» **TEXT TO READ**
start

Particle tracking using IDL -- John C. Crocker and Eric R. Weeks (this page written primarily by Brenton Hoffman)

# micrheo.pro

## BACKGROUND:

A program written to calculate shear moduli (G', G") from either one point mean square displacement (msd.pro) or distinct mean square displacements generated from two point correlation tensors (msdd.pro). It is based on power-law approximations of the data and an algebraic approximation to the Generalized Stokes-Einstein with second order logarithmic derivative corrections. See Mason, Rheologica Acta 2000 and Dasgupta PRE 2005 for details. The code deals best with power-laws and can give erroneous results if the data has a lot of curvature.

The code has a fundamental problem common to all numerical Fourier or Laplace transforms. These transforms are defined for all lagtimes, but obviously data can only be obtained over a finite range of lagtimes. The code uses the points at the extrema of the msd to extrapolate to 0 and infinity. Therefore, curvature near the extrema, whether actually physical or from noise sources such as vibration or effects due to particles diffusing out of the two-dimensional imaging plane, can lead to erroneous results. In general, several data points from the edge of the msd should not be used in the conversion. The user needs to determine how many on a case by case basis. Usually the ends of the resultant rheological curves will fluctuate up and down as points are added or removed. The transformation should be repeated until this artifact stops.

end

» **STORED ROWS**
start

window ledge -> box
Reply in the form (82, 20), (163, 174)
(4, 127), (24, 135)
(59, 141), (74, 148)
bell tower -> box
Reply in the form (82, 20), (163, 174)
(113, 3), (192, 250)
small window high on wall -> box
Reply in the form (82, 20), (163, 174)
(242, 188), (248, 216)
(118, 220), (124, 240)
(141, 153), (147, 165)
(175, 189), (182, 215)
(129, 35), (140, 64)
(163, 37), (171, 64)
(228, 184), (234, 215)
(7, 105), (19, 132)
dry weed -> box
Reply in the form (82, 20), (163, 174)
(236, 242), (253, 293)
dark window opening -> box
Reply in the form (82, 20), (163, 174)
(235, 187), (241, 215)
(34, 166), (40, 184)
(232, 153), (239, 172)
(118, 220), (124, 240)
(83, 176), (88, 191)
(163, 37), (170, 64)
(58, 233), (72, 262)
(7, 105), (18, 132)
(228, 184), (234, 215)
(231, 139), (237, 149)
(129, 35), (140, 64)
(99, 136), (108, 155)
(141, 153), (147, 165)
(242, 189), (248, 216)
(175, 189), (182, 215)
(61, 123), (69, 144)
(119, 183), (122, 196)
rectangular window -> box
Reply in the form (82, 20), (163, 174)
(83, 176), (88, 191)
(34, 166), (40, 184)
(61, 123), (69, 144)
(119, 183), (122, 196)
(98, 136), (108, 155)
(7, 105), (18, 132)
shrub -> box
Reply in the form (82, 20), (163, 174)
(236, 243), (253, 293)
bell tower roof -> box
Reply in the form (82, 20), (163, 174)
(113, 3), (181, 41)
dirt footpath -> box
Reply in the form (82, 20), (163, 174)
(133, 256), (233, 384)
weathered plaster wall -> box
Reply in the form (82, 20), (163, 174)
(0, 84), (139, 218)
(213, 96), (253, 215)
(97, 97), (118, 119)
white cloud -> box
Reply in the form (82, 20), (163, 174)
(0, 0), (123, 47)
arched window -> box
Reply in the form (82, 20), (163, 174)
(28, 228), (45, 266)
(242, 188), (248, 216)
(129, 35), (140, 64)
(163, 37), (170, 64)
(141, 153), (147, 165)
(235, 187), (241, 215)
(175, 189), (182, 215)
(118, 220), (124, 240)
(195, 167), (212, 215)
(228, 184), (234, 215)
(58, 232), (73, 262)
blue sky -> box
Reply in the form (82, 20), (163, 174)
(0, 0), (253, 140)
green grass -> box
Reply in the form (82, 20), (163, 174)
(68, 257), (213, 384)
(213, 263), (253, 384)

end

» **SHORT TASK 1**
Using the micrheo.pro background, decide whether each statement agrees with it. Answer yes or no for each, and quote the deciding words.
(a) The program can calculate shear moduli from a one-point mean square displacement.
(b) The code works best on data that has a lot of curvature.
(c) The text gives a fixed number of edge data points to leave out.
» **SHORT TASK 2**
According to the micrheo.pro background, why should several data points from the edge of the msd be left out of the conversion? Answer in one to three sentences.
» **SHORT TASK 3**
Transcribe the passage of the micrheo.pro background starting with "A program written" and going on through "lot of curvature.".
The records have nothing to do with what is asked here.

» **EXERCISE OUTPUT 1**
(a) Yes: "calculate shear moduli (G', G") from either one point mean square displacement (msd.pro)"
(b) No: "The code deals best with power-laws and can give erroneous results if the data has a lot of curvature."
(c) No: "The user needs to determine how many on a case by case basis."

» **EXERCISE OUTPUT 2**
The code extrapolates to 0 and infinity using the points at the extrema of the msd. As a result, curvature near those extrema can lead to erroneous results, whether the curvature is physical or comes from noise such as vibration or from particles diffusing out of the two-dimensional imaging plane.

» **EXERCISE OUTPUT 3**
A program written to calculate shear moduli (G', G") from either one point mean square displacement (msd.pro) or distinct mean square displacements generated from two point correlation tensors (msdd.pro). It is based on power-law approximations of the data and an algebraic approximation to the Generalized Stokes-Einstein with second order logarithmic derivative corrections. See Mason, Rheologica Acta 2000 and Dasgupta PRE 2005 for details. The code deals best with power-laws and can give erroneous results if the data has a lot of curvature.